--- BEGIN Items ---

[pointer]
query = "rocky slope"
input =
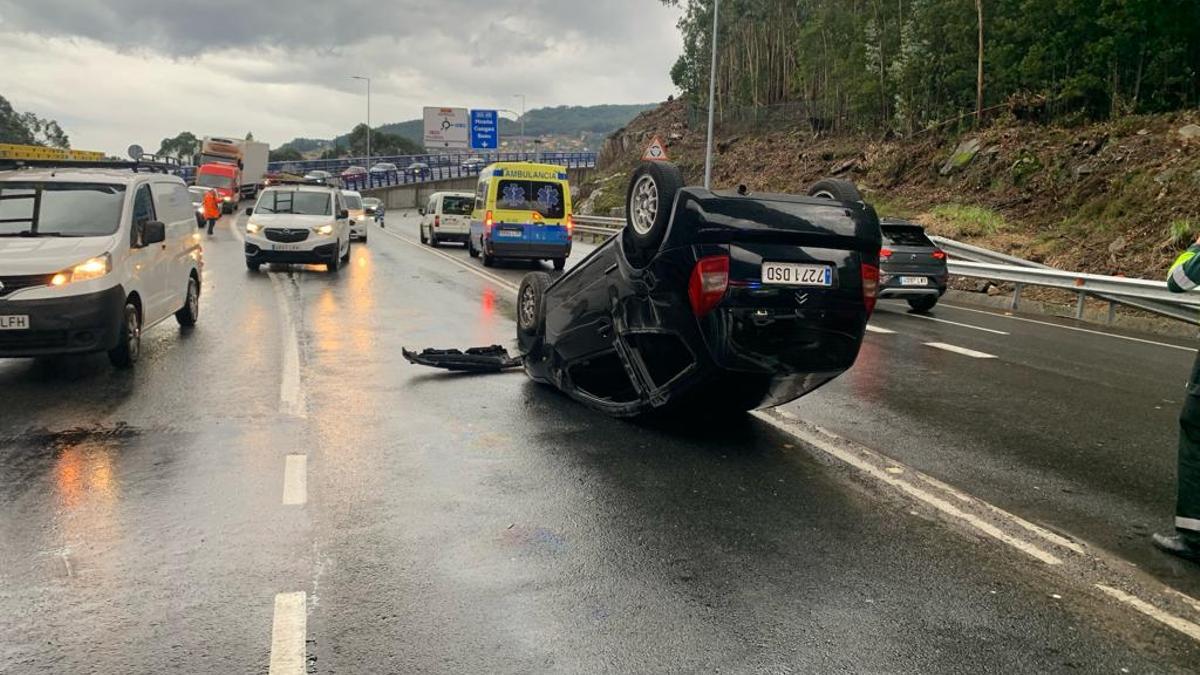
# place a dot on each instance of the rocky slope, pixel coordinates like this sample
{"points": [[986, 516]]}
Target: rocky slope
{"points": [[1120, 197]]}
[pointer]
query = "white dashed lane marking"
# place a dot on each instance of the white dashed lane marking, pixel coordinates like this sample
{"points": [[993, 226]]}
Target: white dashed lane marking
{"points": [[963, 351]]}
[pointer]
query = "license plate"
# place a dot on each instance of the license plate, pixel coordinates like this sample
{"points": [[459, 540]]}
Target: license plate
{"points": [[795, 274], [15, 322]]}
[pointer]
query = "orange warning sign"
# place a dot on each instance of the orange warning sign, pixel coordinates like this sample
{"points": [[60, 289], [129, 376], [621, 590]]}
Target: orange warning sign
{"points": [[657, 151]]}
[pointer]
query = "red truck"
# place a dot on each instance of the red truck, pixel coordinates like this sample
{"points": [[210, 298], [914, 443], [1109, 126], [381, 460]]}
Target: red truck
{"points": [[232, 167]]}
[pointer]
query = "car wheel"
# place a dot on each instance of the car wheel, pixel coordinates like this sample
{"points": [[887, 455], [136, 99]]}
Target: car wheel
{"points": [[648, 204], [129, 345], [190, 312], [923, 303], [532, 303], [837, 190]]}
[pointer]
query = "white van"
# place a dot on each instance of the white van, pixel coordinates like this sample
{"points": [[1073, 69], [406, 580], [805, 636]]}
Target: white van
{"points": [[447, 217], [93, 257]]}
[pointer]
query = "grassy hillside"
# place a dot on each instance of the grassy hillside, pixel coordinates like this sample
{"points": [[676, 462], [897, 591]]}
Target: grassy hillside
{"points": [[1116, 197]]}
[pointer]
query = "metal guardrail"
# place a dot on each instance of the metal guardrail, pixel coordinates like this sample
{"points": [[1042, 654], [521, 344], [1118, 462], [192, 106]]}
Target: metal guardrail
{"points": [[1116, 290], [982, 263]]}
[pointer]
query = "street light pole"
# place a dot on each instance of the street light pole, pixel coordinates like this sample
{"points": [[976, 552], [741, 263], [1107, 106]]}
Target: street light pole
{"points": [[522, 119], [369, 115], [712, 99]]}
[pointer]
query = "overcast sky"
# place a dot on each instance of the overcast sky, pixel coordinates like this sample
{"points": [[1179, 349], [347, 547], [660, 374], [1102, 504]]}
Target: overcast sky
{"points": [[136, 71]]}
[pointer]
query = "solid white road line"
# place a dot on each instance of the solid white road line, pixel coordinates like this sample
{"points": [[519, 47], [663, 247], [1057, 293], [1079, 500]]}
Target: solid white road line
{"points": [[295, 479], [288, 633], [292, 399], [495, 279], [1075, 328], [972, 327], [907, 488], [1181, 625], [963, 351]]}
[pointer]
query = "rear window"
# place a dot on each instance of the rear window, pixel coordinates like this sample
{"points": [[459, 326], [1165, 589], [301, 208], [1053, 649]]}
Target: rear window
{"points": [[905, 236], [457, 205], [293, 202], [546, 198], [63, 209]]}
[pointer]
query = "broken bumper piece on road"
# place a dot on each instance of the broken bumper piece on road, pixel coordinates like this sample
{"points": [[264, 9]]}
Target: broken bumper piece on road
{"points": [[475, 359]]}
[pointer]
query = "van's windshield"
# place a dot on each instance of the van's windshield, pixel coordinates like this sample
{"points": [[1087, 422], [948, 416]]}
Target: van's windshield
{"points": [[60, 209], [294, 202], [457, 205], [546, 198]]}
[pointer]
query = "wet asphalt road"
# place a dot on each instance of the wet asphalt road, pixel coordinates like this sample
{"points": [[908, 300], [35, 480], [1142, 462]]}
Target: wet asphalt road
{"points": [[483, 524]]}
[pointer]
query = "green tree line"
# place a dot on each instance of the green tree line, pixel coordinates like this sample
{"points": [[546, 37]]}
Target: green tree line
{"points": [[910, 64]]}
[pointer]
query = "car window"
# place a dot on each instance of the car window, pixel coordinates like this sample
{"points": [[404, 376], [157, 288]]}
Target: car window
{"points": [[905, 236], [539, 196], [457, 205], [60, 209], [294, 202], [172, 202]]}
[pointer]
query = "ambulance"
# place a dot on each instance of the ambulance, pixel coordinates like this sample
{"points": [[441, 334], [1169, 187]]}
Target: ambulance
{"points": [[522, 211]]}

--- END Items ---

**What is needed**
Write out the whole listing exactly, and drop the pictures.

**Final answer**
[pointer]
query = "rocky slope"
input =
# place a dot on each instance of the rocky slope, pixel coordinates like this sample
{"points": [[986, 516]]}
Target: rocky slope
{"points": [[1120, 197]]}
[pointer]
query = "white dashed lane marking"
# place a dot on each instance of the white dashed lane marking, pixel coordinates like this sample
{"points": [[993, 226]]}
Target: white dashed lane marking
{"points": [[963, 351]]}
[pointer]
query = "license plate"
# place a dot on each instance of the license plate, pixel coordinates like this sample
{"points": [[459, 540]]}
Target: license plate
{"points": [[795, 274], [15, 322]]}
[pointer]
query = "orange warning sign"
# place a dot on each instance of the orange warning sign, pixel coordinates like this sample
{"points": [[60, 289], [129, 376], [621, 590]]}
Target: orange warning sign
{"points": [[657, 151]]}
[pointer]
query = "red truck"
# place a dot on each instance of the red truck, pixel coordinates like this sample
{"points": [[210, 298], [914, 443], [1109, 126], [381, 460]]}
Target: red truck
{"points": [[232, 167]]}
[pointer]
query = "car wheel"
# place a dot on each instance of the car wheel, pixel coordinates like this sample
{"points": [[887, 455], [136, 99]]}
Target: car wheel
{"points": [[648, 204], [129, 345], [190, 312], [923, 303], [532, 303], [837, 190]]}
[pointer]
query = "white van"
# place a dot on each instance of the white van, pixel coordinates like this sample
{"points": [[1073, 69], [406, 580], [805, 636]]}
Target: white van
{"points": [[447, 217], [93, 257]]}
[pointer]
query = "grassy hillside"
# place a dot on each instance of the grassy hillside, pixel coordinates like this sample
{"points": [[676, 462], [897, 591]]}
Target: grassy hillside
{"points": [[1116, 197]]}
[pointer]
query = "metal guardrail"
# place a dot on each instance of the metal guardrail, pixel coordinates like this sample
{"points": [[1042, 654], [521, 344], [1118, 462], [192, 106]]}
Target: metal guardrail
{"points": [[1116, 290], [982, 263]]}
[pointer]
query = "street light pole"
# place a dot on each instance of the street light pole, pixel coordinates like this sample
{"points": [[976, 552], [741, 263], [1107, 106]]}
Target: street light pole
{"points": [[522, 119], [369, 115], [712, 99]]}
[pointer]
query = "overcast sky"
# place a dot on each instance of the overcast sky, pixel coordinates like this sample
{"points": [[1179, 349], [347, 547], [660, 374], [1102, 504]]}
Target: overcast sky
{"points": [[136, 71]]}
[pointer]
query = "solid white road line"
# place a dot on each instance of the solid white road line, pixel coordinates like this sample
{"points": [[519, 47], [663, 247], [1057, 293], [1079, 500]]}
Target: solid white road line
{"points": [[295, 479], [288, 633], [292, 399], [495, 279], [1075, 328], [972, 327], [907, 488], [1181, 625], [963, 351]]}
[pointer]
query = "rear window"
# place a dot on each instance of the rear window, pixel coordinates like this sample
{"points": [[459, 326], [1165, 589], [301, 208], [1053, 649]]}
Target: rear window
{"points": [[905, 236], [457, 205], [293, 202], [546, 198], [63, 209]]}
[pointer]
query = "broken bumper piece on road"
# place a dot on each instance of the broken bumper piece on road, pixel coordinates like this sample
{"points": [[264, 9]]}
Target: broken bumper piece on road
{"points": [[475, 359]]}
[pointer]
query = "van's windshield"
# place a dot on each instance of the van's windshield, pixel coordinates like this sample
{"points": [[1087, 422], [948, 416]]}
Target: van's windshield
{"points": [[60, 209], [294, 202], [457, 205], [546, 198]]}
[pointer]
query = "wet asphalt road"
# place a dot on each instance of the wet asphalt road, pixel coordinates like this sample
{"points": [[908, 300], [35, 480], [1142, 462]]}
Target: wet asphalt road
{"points": [[483, 524]]}
[pointer]
query = "green tree line"
# place a dot on each instance of the green tree line, pixel coordinates like this sample
{"points": [[546, 37]]}
Target: green tree line
{"points": [[910, 64]]}
[pointer]
query = "car window"
# place a dot on each instance of the car window, pixel coordinates like this sample
{"points": [[404, 376], [157, 288]]}
Target: car window
{"points": [[905, 236], [539, 196], [457, 205], [60, 209], [294, 202], [172, 202]]}
[pointer]
query = "ambulance"
# place a dot on each instance of the ambulance, pixel coordinates like this sample
{"points": [[441, 334], [1169, 187]]}
Target: ambulance
{"points": [[522, 211]]}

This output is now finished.